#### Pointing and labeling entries
**********

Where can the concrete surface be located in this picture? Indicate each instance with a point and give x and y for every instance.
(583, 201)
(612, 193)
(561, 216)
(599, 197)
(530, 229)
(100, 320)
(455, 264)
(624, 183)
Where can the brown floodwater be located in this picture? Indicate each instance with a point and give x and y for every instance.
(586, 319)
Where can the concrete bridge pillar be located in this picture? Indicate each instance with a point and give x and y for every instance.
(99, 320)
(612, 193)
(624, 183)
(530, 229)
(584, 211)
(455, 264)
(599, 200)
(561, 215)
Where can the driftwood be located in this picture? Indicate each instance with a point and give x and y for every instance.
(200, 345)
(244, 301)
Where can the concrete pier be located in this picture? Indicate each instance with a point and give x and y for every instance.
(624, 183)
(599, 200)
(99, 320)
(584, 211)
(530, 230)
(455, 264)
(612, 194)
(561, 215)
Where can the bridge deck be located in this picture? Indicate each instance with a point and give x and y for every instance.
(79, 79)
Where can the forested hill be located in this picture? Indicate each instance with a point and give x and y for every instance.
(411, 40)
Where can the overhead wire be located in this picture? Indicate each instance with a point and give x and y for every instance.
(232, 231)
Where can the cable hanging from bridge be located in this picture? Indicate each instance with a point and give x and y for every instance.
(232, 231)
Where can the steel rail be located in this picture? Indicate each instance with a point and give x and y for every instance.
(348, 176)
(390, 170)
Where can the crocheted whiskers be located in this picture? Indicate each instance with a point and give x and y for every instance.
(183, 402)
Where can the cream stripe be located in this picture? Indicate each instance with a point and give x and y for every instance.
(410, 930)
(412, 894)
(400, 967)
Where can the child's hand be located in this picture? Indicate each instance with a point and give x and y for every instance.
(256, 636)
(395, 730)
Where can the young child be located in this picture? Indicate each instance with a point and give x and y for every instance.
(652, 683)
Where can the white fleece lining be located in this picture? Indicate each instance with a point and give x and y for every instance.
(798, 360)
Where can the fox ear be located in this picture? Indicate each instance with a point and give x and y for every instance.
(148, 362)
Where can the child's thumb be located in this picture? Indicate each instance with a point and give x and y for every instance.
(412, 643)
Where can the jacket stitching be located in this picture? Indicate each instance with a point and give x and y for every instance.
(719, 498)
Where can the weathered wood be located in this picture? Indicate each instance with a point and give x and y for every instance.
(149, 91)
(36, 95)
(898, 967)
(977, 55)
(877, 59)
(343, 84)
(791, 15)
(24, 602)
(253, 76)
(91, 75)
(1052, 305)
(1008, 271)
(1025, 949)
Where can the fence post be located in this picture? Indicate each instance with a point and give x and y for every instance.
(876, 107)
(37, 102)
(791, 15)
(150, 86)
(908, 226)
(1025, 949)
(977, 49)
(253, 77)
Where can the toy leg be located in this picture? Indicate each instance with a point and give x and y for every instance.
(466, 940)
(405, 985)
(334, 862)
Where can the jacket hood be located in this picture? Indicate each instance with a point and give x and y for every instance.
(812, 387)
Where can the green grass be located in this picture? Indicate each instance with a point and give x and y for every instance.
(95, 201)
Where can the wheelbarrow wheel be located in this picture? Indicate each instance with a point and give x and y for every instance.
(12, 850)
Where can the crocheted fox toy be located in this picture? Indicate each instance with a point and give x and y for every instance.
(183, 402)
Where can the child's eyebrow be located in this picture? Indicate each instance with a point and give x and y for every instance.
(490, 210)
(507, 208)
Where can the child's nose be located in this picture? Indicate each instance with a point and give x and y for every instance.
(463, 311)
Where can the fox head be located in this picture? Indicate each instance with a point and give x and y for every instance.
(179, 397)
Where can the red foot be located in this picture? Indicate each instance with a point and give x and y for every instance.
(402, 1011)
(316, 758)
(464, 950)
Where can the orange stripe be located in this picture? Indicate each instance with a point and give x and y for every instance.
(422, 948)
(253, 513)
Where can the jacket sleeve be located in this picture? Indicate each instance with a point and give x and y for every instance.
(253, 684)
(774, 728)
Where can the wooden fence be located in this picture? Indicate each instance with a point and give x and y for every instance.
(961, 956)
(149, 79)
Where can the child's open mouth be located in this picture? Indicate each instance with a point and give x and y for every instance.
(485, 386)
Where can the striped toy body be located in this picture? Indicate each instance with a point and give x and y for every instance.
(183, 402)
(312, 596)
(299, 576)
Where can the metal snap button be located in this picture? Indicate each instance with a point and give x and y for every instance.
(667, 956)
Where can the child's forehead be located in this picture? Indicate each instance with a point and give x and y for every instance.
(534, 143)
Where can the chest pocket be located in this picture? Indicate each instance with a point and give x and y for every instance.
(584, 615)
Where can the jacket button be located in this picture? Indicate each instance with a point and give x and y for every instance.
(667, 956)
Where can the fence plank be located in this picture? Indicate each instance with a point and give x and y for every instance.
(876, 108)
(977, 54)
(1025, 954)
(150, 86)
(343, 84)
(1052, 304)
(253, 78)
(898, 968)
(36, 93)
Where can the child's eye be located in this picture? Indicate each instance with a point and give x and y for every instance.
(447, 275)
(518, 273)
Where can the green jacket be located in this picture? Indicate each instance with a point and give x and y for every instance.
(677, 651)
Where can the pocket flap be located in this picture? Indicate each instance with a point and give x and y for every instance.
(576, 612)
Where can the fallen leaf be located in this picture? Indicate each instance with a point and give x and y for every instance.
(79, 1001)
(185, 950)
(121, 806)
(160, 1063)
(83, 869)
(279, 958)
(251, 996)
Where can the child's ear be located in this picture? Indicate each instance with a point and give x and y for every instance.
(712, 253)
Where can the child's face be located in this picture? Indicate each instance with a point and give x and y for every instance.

**********

Can you change every "Indicate each instance" in the lines above to "Mark each instance" and leave everything else the same?

Where can the concrete surface be located in this picture? Mark each instance with a point and give x and y for every instance.
(583, 201)
(612, 193)
(561, 216)
(599, 197)
(530, 229)
(100, 320)
(455, 264)
(624, 183)
Where can the brown floodwater be located in this picture? Mark each instance with a point and give x and y for every instance.
(586, 319)
Where can the concrete bridge pillar be located in this picture? Mark each instance with a point and give x and y for every instance.
(99, 320)
(612, 193)
(624, 183)
(530, 229)
(584, 211)
(455, 264)
(599, 200)
(561, 215)
Where can the driftwood be located in this picture? Mark each instance with a point and give x and y for every instance.
(200, 345)
(244, 301)
Where can the concrete pier be located in this picture? Mark each instance with a point and give x and y for every instance.
(624, 183)
(599, 200)
(99, 320)
(584, 211)
(530, 230)
(455, 264)
(612, 194)
(561, 215)
Where can the bridge deck be located in this picture? Mark each instance with a point and give x and y for every instance.
(79, 79)
Where can the forested hill be located in this picture? Mark each instance with a point and give x and y for every instance.
(411, 40)
Where can the overhead wire be located in this picture? Mark each instance with a point and give x and y for every instance.
(232, 231)
Where can the cable hanging from bridge be located in this picture? Mark each instance with a point and give x and y for every instance.
(232, 231)
Where can the steel rail be located in this picture? Mark each instance with a point and give x and y for every instance.
(348, 176)
(390, 170)
Where can the crocheted whiskers be located in this picture? Mark each instance with a point and give x and y for every instance.
(183, 402)
Where can the cream stripe be located in this picture? Mark each instance with a point and give x and y for every instance.
(410, 930)
(412, 894)
(400, 967)
Where can the child's hand be located in this picture? Mark each instance with a point and give x and y for every instance.
(256, 636)
(395, 730)
Where can the young child be located in this picture? Mark each instance with a point and give x and y for every instance.
(652, 683)
Where can the white fleece lining be located in this picture? Mark each instance with a point and give x and y for every instance.
(798, 360)
Where can the fox ear be located in this picture? Mark each instance with a point and give x and y for every instance.
(148, 362)
Where can the child's thumb be located in this picture? Mark each instance with a point and give x and y for every instance.
(412, 643)
Where can the jacket stitching be located in this picture? Mark each instance with a point and give x and y for every instance.
(719, 498)
Where can the weathered wood be located in this picture? Mark each instance with a point and give x and y for every instance.
(149, 91)
(36, 95)
(898, 967)
(977, 55)
(877, 59)
(343, 84)
(791, 15)
(24, 602)
(253, 76)
(91, 75)
(1052, 305)
(1008, 271)
(1025, 949)
Where can the fence post be located in this picture? Mark each instance with a point and give x and y for every instance.
(876, 107)
(37, 102)
(791, 15)
(150, 86)
(908, 226)
(1025, 949)
(977, 49)
(253, 77)
Where can the toy leg be located in this picture? Mark each instance with a point and give x and y for every instance.
(466, 940)
(405, 985)
(334, 862)
Where can the jacket hood be located in this picture? Mark each instance with a point and give x and y for every instance.
(812, 387)
Where can the green grass be located in this picture? Mark each instance with a point and give x and y for every instance.
(95, 201)
Where can the wheelbarrow wheel be located in this picture? Mark each instance with a point and give x and y for every instance.
(12, 850)
Where can the crocheted fox toy be located in this picture? Mark each instance with a point and give x and y for every instance.
(183, 402)
Where can the child's eyebrow be located in this picture? Mark each instance with a point and give x and y for every instance.
(490, 210)
(507, 208)
Where can the child's nose be located in this picture? Mark each instance with a point and give x and y for every instance.
(463, 311)
Where can the fox head be located in this picture? Mark each instance with a point and give x and y for every instance.
(179, 397)
Where can the red foot be located in this picture? Mark each instance with a point and give x and y for every instance.
(402, 1011)
(316, 758)
(464, 950)
Where can the orange stripe be located in this picture? Mark each instance with a point and give x and y for every instance.
(422, 948)
(253, 513)
Where can the jacket sleeve be located in this picture? Mark each instance with a point and give x and y for every instance.
(253, 684)
(774, 728)
Where can the wooden fence be located in this picture? Mark each instance with a point and give x and y for every instance.
(961, 956)
(149, 79)
Where can the child's open mouth be located in this picture? Mark each instance with a point and give x and y for every instance.
(485, 386)
Where can the striped toy body be located in this picture? Mark each instance with a point and give x and y for every instance.
(183, 402)
(312, 596)
(299, 576)
Where can the metal snap button be located in this picture? Mark each instance with a point and give x and y for every instance.
(667, 956)
Where can the child's forehead be located in this picture? Mark each instance with a point and give x and y for every instance.
(534, 143)
Where can the chest pocket be located in this picture? Mark each instance with a point and give x and y for every instance.
(584, 615)
Where can the jacket button be located in this picture? Mark each instance with a point and give x and y for every instance.
(667, 956)
Where can the fence plank be located in this picture? Mark each instance with a point and give x and y for every instance.
(876, 108)
(977, 54)
(1025, 954)
(150, 86)
(343, 84)
(1052, 304)
(253, 78)
(898, 968)
(36, 93)
Where can the child's eye be located in this picture? Mark each instance with a point and give x and y for every instance.
(447, 275)
(518, 273)
Where can the green jacket be located in this picture? Mark each instance with a point and give x and y for every instance.
(677, 651)
Where can the pocket flap be located in this picture? Mark each instance with a point and give x and y for every instance.
(576, 612)
Where can the fallen leaf be located in this picture? Mark each instance with a point and give x and y for every instance.
(79, 1001)
(185, 950)
(121, 806)
(160, 1063)
(83, 869)
(279, 958)
(251, 996)
Where can the child's ear be located in this picture? Mark each instance with a point and give x and y for every instance.
(712, 253)
Where can the child's face be located in this picture? Mark each instance with a point and give x and y for every instance.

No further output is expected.